- Short problem -
Turn the entries from the line containing "grass in the image above." up to and including the line containing "323;19;369;87" into a Markdown table. Use the columns Row and Text, with a row number and one line per row, and leave out blank lines.

-- begin Records supplied --

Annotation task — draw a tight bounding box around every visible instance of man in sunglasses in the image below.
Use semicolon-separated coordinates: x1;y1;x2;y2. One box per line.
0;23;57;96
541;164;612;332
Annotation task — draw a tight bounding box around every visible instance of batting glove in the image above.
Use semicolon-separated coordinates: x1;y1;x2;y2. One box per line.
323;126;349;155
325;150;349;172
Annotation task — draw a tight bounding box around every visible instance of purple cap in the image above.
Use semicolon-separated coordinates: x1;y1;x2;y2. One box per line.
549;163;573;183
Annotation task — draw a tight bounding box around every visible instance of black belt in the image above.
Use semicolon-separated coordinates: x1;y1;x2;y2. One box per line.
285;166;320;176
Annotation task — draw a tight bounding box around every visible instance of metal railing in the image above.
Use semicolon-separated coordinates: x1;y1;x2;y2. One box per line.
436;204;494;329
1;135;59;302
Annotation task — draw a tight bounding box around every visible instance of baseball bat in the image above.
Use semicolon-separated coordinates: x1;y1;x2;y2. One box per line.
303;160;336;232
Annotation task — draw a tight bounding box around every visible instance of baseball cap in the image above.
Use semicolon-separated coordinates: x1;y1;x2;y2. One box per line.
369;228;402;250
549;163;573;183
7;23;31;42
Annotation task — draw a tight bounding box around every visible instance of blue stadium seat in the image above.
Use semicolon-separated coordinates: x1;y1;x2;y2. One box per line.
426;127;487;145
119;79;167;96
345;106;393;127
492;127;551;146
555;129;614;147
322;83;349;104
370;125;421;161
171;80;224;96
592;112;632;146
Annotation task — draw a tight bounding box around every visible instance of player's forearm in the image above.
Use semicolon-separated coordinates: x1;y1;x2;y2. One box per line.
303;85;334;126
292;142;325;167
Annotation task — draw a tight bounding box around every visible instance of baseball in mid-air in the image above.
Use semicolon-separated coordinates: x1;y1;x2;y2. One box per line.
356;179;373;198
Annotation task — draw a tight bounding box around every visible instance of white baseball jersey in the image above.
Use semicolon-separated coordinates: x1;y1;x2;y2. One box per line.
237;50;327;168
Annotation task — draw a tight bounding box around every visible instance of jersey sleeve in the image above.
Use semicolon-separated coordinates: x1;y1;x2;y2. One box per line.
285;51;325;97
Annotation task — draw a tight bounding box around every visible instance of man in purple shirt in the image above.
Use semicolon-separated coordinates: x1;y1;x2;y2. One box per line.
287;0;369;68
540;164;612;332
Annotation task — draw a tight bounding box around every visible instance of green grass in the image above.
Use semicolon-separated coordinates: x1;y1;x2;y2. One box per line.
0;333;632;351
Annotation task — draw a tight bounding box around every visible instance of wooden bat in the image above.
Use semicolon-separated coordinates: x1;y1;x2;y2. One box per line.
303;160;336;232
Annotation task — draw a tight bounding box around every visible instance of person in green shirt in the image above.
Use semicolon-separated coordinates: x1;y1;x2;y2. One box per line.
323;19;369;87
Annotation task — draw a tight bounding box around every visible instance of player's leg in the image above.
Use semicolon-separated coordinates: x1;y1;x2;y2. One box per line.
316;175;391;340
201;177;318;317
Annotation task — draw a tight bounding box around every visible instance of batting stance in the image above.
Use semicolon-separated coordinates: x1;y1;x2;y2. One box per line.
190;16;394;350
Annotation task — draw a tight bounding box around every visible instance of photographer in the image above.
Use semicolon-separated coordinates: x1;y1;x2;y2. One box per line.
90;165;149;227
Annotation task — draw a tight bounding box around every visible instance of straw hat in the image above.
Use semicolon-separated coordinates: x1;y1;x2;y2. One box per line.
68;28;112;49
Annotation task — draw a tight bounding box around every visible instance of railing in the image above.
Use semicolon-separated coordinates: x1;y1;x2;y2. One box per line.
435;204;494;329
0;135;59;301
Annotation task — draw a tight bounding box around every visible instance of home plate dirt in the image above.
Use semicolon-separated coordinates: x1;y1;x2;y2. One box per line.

-- end Records supplied --

- Written answer -
| Row | Text |
|---|---|
| 1 | Annotation task — draw a tight bounding box around every visible instance of green grass in the image above. |
| 2 | Use semicolon-separated coordinates: x1;y1;x2;y2. One box per line. |
| 3 | 0;333;632;351 |
| 4 | Annotation task — draw a tight bounding box around every visible instance of wooden bat in the image above. |
| 5 | Use semicolon-separated coordinates: x1;y1;x2;y2. One box per line. |
| 6 | 303;160;336;232 |
| 7 | Annotation task — draw a tight bounding box around every visible instance of person in green shirt in the image above. |
| 8 | Use semicolon-separated coordinates: x1;y1;x2;y2. One box per line. |
| 9 | 323;19;369;87 |